*Work required*
Going through the entries, how many lines include the string "hard"? Answer only with the number.

*Available data*
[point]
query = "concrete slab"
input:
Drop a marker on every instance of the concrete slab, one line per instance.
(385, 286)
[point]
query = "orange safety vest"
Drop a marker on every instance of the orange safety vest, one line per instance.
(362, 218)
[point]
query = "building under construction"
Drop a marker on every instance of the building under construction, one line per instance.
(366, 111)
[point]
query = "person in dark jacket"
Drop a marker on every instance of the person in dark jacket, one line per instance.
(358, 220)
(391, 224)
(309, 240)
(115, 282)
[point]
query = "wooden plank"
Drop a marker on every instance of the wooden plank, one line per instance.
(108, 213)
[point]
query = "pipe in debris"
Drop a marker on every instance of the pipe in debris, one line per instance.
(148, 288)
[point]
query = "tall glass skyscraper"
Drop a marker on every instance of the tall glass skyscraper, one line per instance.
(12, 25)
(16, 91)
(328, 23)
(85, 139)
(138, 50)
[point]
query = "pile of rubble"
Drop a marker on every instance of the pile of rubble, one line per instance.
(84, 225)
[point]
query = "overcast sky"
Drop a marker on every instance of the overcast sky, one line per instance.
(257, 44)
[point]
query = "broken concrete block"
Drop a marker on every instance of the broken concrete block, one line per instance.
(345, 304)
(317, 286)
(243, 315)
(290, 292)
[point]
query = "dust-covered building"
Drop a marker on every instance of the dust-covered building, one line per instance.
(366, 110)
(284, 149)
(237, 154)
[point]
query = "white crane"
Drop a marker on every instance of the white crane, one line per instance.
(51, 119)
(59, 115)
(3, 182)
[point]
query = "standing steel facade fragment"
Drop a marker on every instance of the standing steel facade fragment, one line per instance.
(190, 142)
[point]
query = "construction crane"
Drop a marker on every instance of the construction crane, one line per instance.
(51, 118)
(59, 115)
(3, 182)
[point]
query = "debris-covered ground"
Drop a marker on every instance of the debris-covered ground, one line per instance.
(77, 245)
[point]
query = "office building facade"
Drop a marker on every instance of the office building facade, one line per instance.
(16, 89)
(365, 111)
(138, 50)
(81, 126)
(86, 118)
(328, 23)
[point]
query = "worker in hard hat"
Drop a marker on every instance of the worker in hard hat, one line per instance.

*Your solution*
2